◆ **Work required**:
Having found the line containing "Could you point to the black wire" in the data below, reproduce that line and each one after it to the end, exactly, and include nothing else.

Saved entries:
----
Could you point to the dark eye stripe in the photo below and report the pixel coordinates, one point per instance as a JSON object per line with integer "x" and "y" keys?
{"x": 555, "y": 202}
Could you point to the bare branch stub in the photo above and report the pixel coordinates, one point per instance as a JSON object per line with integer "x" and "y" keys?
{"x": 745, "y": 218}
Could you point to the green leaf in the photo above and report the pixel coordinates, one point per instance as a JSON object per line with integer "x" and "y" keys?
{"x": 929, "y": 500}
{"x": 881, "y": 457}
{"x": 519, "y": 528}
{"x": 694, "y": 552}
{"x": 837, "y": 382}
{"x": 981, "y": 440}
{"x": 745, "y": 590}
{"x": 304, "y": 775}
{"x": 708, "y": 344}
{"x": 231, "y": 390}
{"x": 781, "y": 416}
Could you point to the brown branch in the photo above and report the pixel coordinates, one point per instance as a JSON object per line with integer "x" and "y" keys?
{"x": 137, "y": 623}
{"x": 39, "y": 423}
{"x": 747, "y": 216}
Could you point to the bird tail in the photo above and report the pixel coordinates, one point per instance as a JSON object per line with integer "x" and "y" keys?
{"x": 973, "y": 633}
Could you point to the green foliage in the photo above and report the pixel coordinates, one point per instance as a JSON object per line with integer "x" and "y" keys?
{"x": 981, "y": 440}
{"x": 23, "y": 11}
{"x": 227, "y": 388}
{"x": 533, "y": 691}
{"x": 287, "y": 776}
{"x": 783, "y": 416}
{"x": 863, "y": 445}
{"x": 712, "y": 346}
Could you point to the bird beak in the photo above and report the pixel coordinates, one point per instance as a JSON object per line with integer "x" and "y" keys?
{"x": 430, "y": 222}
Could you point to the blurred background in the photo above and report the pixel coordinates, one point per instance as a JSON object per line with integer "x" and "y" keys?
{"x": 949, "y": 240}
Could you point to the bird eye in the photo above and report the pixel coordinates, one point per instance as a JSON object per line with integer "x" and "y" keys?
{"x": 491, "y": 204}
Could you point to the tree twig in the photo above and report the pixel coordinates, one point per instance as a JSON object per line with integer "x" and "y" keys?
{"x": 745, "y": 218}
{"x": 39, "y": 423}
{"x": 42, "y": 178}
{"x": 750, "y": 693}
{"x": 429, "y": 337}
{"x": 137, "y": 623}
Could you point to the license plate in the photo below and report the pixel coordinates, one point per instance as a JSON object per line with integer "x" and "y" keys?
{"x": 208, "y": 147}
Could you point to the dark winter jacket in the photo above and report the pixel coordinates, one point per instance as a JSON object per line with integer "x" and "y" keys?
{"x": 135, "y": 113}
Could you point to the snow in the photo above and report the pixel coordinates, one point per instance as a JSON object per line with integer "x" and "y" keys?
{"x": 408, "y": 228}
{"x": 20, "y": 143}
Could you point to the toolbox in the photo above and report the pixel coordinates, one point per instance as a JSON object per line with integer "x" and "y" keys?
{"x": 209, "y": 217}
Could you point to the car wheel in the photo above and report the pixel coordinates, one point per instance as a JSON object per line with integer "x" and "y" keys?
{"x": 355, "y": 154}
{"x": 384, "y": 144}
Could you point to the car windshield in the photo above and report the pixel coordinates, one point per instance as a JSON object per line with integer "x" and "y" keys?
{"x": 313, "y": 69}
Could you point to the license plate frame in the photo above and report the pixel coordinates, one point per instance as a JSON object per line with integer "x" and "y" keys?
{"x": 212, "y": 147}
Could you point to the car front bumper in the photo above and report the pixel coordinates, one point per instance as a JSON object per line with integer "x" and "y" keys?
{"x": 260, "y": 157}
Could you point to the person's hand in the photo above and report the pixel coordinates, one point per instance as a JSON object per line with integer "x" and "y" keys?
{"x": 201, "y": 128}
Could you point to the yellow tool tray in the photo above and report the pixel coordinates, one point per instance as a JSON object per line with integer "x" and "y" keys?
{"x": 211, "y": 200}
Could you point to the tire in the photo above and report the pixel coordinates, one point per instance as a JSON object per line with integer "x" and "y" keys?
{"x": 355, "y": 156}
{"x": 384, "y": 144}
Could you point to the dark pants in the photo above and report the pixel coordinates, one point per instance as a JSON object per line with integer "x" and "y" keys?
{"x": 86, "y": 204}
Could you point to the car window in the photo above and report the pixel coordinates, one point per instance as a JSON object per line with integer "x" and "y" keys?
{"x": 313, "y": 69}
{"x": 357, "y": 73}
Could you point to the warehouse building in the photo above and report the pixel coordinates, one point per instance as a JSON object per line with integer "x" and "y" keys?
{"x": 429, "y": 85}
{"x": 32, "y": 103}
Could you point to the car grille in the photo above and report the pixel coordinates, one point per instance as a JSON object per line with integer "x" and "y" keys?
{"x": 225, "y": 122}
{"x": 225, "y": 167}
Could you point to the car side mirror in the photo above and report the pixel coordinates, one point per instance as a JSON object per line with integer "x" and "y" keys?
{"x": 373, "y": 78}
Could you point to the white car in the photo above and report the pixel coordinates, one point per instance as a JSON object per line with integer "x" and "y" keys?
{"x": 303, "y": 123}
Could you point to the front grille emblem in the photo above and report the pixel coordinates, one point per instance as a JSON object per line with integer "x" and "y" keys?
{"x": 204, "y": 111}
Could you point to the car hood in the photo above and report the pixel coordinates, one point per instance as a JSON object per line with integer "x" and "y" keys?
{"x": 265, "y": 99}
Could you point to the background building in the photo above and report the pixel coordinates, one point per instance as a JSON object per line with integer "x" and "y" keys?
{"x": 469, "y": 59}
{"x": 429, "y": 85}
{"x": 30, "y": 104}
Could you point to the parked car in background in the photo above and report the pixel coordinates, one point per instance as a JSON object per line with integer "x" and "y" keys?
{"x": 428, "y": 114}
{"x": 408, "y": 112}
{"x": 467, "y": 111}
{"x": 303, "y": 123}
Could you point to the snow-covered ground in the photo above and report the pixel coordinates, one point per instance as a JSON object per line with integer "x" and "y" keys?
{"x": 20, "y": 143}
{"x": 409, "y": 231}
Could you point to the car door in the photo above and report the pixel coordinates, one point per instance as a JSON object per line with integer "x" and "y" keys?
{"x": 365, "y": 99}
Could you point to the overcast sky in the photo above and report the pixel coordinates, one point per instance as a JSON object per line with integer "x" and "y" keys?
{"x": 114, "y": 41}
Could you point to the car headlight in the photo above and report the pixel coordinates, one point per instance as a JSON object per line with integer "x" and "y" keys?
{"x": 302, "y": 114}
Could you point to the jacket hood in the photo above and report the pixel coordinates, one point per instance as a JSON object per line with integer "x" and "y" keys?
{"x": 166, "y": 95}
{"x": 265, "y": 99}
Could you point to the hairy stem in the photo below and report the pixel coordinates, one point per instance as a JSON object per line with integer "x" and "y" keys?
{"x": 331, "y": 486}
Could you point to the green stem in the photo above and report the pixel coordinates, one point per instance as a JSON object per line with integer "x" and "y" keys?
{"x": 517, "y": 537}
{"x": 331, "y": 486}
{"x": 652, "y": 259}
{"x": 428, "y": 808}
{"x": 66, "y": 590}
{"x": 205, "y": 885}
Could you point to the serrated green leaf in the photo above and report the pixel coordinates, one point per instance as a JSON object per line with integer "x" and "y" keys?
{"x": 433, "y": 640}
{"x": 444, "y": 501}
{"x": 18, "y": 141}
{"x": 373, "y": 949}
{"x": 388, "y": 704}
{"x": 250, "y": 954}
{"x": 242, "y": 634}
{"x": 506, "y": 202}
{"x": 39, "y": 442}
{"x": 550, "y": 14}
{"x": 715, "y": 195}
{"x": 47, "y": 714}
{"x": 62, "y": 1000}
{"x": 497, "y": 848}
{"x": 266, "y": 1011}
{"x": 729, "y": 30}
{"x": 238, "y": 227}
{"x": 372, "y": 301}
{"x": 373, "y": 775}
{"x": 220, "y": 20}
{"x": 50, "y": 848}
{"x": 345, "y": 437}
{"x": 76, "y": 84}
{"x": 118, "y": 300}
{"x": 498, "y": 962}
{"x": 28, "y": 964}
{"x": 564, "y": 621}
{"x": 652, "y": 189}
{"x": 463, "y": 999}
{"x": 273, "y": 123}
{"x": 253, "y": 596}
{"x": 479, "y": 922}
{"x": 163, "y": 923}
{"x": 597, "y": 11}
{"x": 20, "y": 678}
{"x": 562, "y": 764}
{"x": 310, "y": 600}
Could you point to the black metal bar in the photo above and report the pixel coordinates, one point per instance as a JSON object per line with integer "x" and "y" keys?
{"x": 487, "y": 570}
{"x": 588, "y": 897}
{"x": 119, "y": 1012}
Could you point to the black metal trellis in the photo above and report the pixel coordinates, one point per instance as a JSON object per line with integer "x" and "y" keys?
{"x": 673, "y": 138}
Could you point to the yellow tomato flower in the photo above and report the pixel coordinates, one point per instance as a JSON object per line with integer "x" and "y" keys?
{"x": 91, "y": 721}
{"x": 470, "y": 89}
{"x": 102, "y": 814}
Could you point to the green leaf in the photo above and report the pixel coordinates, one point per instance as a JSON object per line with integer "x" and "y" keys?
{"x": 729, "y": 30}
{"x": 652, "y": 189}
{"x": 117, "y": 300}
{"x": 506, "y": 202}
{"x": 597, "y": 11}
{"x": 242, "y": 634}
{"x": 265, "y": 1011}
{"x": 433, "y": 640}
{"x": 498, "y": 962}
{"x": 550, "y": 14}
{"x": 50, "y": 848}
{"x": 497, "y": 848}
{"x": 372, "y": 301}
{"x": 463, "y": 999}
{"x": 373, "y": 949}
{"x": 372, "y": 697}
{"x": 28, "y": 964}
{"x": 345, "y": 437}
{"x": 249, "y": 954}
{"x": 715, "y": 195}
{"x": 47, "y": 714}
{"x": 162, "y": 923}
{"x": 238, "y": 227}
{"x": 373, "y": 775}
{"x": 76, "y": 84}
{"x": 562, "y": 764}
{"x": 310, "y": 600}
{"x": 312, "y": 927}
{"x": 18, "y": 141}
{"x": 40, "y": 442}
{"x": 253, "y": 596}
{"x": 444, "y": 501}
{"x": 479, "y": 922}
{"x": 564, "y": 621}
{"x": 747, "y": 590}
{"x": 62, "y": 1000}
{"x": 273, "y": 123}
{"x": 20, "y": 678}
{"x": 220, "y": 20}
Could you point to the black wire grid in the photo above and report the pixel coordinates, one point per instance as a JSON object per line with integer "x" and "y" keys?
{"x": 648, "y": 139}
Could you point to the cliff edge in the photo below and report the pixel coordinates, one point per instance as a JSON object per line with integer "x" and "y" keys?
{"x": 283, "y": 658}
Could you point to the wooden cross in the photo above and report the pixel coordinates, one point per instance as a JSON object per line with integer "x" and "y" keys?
----
◆ **Response for this exercise**:
Could you point to the black wire grid in the photo above and report the pixel coordinates, one point per instance as a JSON object per line with integer "x" and "y" keys?
{"x": 648, "y": 139}
Could you point to the cliff edge in the photo below and report the pixel coordinates, one point per instance as a JSON object per line with integer "x" and "y" keys?
{"x": 283, "y": 658}
Could you point to the wooden cross in the photo above and report the pixel coordinates, one point per instance as a JSON object per line with integer "x" and "y" keys?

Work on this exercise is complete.